▶ [What to produce]
Could every entry be set down once more, exactly as given?

Exercise input START

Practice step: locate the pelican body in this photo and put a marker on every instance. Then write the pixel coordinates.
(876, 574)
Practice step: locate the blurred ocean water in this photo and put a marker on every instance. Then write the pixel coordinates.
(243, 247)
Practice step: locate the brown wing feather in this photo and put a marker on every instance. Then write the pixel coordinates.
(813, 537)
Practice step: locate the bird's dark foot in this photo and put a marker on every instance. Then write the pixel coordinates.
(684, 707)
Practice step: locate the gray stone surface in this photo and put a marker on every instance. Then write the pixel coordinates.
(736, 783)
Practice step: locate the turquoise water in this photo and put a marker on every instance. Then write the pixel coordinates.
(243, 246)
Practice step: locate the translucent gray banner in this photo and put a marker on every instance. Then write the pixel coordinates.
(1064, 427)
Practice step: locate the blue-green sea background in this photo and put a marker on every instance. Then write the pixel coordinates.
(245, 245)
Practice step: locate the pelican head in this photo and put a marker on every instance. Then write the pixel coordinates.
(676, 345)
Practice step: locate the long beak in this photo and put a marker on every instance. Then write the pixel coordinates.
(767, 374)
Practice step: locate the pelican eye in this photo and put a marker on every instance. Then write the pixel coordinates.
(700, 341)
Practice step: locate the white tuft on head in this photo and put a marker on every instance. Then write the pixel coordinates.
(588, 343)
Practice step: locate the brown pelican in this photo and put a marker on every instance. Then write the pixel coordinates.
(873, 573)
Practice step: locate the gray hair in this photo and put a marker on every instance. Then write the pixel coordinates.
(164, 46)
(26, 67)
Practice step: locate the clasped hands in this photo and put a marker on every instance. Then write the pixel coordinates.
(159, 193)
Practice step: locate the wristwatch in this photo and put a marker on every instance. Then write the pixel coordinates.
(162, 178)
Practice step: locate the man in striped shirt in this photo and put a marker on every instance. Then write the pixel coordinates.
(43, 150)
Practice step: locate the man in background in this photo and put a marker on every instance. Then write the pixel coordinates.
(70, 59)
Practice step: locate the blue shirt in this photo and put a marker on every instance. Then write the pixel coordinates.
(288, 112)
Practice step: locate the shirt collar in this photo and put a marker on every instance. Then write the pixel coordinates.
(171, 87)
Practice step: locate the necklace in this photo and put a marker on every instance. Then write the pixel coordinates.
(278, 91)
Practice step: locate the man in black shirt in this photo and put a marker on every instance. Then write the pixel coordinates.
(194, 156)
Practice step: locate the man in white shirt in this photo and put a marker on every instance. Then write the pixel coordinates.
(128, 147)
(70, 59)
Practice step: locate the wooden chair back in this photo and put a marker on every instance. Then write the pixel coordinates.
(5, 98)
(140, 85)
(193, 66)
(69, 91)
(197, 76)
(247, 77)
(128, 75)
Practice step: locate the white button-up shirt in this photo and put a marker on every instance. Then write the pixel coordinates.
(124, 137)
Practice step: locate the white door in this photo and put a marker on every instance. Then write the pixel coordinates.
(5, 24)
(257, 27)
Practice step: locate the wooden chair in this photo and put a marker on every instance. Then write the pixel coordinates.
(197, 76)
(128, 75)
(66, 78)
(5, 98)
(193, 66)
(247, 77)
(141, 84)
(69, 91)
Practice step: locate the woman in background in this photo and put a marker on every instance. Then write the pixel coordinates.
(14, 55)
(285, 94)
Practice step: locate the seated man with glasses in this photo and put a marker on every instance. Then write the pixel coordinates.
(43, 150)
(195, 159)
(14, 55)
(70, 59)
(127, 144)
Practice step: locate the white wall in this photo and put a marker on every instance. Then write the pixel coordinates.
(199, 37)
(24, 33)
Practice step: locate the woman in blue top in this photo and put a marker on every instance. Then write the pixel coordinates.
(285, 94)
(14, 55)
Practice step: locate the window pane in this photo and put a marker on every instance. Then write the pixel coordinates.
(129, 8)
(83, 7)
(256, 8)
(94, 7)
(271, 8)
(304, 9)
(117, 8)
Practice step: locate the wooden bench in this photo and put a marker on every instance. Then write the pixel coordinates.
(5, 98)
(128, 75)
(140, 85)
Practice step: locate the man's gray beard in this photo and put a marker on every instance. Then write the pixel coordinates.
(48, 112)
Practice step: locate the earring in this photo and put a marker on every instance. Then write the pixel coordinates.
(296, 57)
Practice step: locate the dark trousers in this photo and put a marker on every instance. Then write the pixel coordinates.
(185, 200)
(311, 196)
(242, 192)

Exercise input END

▶ [Your solution]
Practice step: locate the pelican body in this photo and put a marker on every instance. Then write the pixel coordinates.
(876, 574)
Practice step: locate the blurred ocean water in this photo and put a marker on every instance. Then write the pixel coordinates.
(243, 247)
Practice step: locate the brown wing feather in this photo and put a marker on every instance. Then write the pixel coordinates.
(813, 537)
Practice step: locate the bird's dark foot in this photo and put a marker on every instance. Then write the pixel coordinates.
(684, 707)
Practice step: locate the gray stone surface in this photo and put a marker on every instance. Then write the pixel coordinates.
(736, 783)
Practice step: locate the turquoise water in this photo and put a marker on every instance. Then write the pixel coordinates.
(243, 246)
Practice step: locate the translucent gray banner in this photo and put a marker on every instance. Then write the pixel coordinates.
(1064, 427)
Practice step: locate the blue-green sea background in this photo and put a marker on every instance. Then write the pixel coordinates.
(245, 245)
Practice step: locate the pelican head in this photo and put a marker on every instance. Then write the pixel coordinates.
(676, 345)
Practice step: locate the long beak in this photo and put a marker on every instance. Then write the pixel coordinates.
(767, 374)
Practice step: locate the pelican eye in this photo and put a marker on every instance. Then write the pixel coordinates.
(700, 341)
Practice step: locate the white tuft on head in this photo and put a marker on every instance. Then write the pixel coordinates.
(588, 343)
Practice step: locate the brown pelican in this photo and put a marker on every instance. Then write the pixel coordinates.
(873, 573)
Practice step: locate the gray hair in this photo and put a marker on every instance. Then write the pixel coordinates.
(164, 46)
(26, 67)
Practice step: locate the clasped hands in this photo and put a marker on every instance. Then write the pixel coordinates.
(159, 193)
Practice step: locate the wristwatch in this photo and put a marker on every instance. Then write the pixel coordinates.
(162, 178)
Practice step: locate the man in striped shirt in this photo and put a marker on every instance. Then write the pixel coordinates.
(43, 150)
Practice step: locate the man in background in this photo and put a marker on every instance. Then write the pixel coordinates.
(70, 59)
Practice step: locate the blue shirt in this photo and put a marker on every instance. Then write the pixel coordinates.
(288, 112)
Practice step: locate the shirt collar in this photo and put a marker on every instance. Then write the pixel coordinates.
(171, 87)
Practice step: locate the necklace in this photo and put a marker on every instance. Then write the pixel coordinates.
(278, 91)
Practice step: locate the man in black shirt in this photo and put a marker on every instance. Then write the pixel coordinates.
(194, 156)
Practice step: locate the man in white shirt in this photo and put a marker on every instance. Then write the pixel coordinates.
(128, 147)
(70, 59)
Practice step: locate the wooden chair back in this photo and put a marker on every instance. Then write the pixel coordinates.
(5, 98)
(140, 85)
(193, 66)
(69, 91)
(197, 76)
(247, 77)
(128, 75)
Practice step: locate the white button-up shirt in this photo and put a marker on every instance. Then write the pixel coordinates.
(124, 137)
Practice step: locate the white door in this photo and put a marker on every instance. Then write the pixel coordinates.
(5, 24)
(257, 27)
Practice step: locate the wooden chair in this photo and put a marker on every instance. Then write the pixel coordinates.
(197, 76)
(128, 75)
(66, 78)
(5, 98)
(193, 66)
(247, 77)
(141, 84)
(69, 91)
Practice step: locate the woman in background in this photo and put a marker on every instance. Then write the pixel coordinates.
(14, 55)
(285, 94)
Practice step: locate the seated man with glasses in this photo and put a marker on every instance. Then write the pixel coordinates.
(43, 150)
(195, 159)
(14, 55)
(70, 59)
(127, 144)
Practice step: locate the white wall in this photo and put a marker on every instance. Then write the pixel coordinates.
(199, 37)
(24, 33)
Practice step: locate the woman in blue top in this photo and put a marker on every instance. Then write the pixel coordinates.
(285, 94)
(14, 55)
Practice step: locate the window pane in this photo and put a marker on every instance. Then write the pixel coordinates.
(129, 8)
(83, 7)
(256, 8)
(94, 7)
(271, 8)
(304, 9)
(117, 8)
Practice step: locate the wooden bench in this photo and put a marker on every instance. Then write the pixel coordinates.
(5, 98)
(128, 75)
(140, 85)
Practice step: locate the man's gray beard in this photo and put a marker on every instance. Then write the pixel coordinates.
(48, 112)
Practice step: locate the earring in this photo and put a marker on every instance. Then write the pixel coordinates.
(296, 57)
Practice step: locate the dark trousers in this photo and put a marker on every instance. Then write the pixel coordinates.
(185, 200)
(311, 196)
(242, 192)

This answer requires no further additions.